#### [Text section]
++++++++++++++++++++
Badsee offers a variety of outdoor activities catering to visitors of all ages. The lake is encircled by a 7-kilometer-long, predominantly flat trail that is ideal for hiking, jogging, Nordic walking, and cycling. This accessible route is family-friendly and also serves as a popular path for cyclists traveling between Isny and Wangen.

Adjacent to the northern shore of the lake, there is an outdoor swimming pool equipped with a spacious sunbathing lawn. Here, visitors can directly access the water, which pleasantly warms up to over 20 degrees Celsius during the summer months. The lake is a hub for various water-based activities, including splashing around, swimming, and embarking on pedal or paddle boat tours. Additionally, a VDWS-certified surf school offers courses suitable for both beginners and seasoned enthusiasts. For refreshments and relaxation, visitors can head to the restaurant and kiosk located at the nearby campsite.

=== Heart Hiking Trail and Moor Exploration ===
The camping park has developed the Heart Hiking Trail, a 2.7-kilometer path adorned with intricately designed wooden hearts, showcasing the beautiful landscape of the lake, forest, and meadows. The trail is designed to be accessible, making it suitable for visitors with baby carriages.

For those interested in longer hikes, the lake circuit can be combined with various trails through the Fetzachmoos, such as the Beuren Forest Adventure Trail. The raised bog area features fascinating natural phenomena, including primeval lakes and "dead ice holes" – depressions filled with Ice Age meltwater. During the spring and fall, the moor and Badsee (also known as Haldensee) become a resting spot for numerous migratory bird species, adding a unique aspect to the area's natural diversity.
++++++++++++++++++++
#### [Task description]
Reproduce the entire Badsee text word for word. The data has no connection to the Badsee text.
++++++++++++++++++++
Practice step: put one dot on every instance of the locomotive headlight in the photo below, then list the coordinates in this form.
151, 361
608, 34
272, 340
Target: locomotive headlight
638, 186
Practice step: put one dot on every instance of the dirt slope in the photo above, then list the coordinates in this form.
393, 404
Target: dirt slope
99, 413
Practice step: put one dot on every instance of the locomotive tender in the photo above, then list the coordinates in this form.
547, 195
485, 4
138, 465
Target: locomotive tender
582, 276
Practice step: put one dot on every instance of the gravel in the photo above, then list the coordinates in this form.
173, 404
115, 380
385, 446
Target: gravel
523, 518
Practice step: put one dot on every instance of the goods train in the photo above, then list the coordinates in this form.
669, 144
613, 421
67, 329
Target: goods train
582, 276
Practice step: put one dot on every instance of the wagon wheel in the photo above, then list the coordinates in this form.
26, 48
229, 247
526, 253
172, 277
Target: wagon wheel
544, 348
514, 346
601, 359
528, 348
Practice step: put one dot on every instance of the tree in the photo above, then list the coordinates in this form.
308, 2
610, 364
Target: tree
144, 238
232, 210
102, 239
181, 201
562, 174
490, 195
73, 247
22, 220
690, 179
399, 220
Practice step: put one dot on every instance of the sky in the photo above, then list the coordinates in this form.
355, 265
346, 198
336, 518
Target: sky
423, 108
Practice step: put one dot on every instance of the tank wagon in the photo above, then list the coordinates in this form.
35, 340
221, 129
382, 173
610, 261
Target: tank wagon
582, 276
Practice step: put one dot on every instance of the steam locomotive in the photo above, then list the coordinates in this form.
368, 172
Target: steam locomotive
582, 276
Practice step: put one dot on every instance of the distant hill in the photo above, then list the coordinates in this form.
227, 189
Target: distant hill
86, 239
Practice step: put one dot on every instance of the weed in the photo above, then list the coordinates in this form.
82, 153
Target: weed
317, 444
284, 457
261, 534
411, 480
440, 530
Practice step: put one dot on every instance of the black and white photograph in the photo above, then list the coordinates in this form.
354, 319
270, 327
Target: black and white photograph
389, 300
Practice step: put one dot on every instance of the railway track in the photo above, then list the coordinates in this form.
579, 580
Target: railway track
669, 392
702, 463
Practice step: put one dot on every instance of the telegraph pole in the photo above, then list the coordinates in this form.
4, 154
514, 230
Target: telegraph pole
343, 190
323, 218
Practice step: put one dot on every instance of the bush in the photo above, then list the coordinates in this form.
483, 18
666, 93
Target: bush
++++++++++++++++++++
#### [Expected output]
Badsee offers a variety of outdoor activities catering to visitors of all ages. The lake is encircled by a 7-kilometer-long, predominantly flat trail that is ideal for hiking, jogging, Nordic walking, and cycling. This accessible route is family-friendly and also serves as a popular path for cyclists traveling between Isny and Wangen.

Adjacent to the northern shore of the lake, there is an outdoor swimming pool equipped with a spacious sunbathing lawn. Here, visitors can directly access the water, which pleasantly warms up to over 20 degrees Celsius during the summer months. The lake is a hub for various water-based activities, including splashing around, swimming, and embarking on pedal or paddle boat tours. Additionally, a VDWS-certified surf school offers courses suitable for both beginners and seasoned enthusiasts. For refreshments and relaxation, visitors can head to the restaurant and kiosk located at the nearby campsite.

=== Heart Hiking Trail and Moor Exploration ===
The camping park has developed the Heart Hiking Trail, a 2.7-kilometer path adorned with intricately designed wooden hearts, showcasing the beautiful landscape of the lake, forest, and meadows. The trail is designed to be accessible, making it suitable for visitors with baby carriages.

For those interested in longer hikes, the lake circuit can be combined with various trails through the Fetzachmoos, such as the Beuren Forest Adventure Trail. The raised bog area features fascinating natural phenomena, including primeval lakes and "dead ice holes" – depressions filled with Ice Age meltwater. During the spring and fall, the moor and Badsee (also known as Haldensee) become a resting spot for numerous migratory bird species, adding a unique aspect to the area's natural diversity.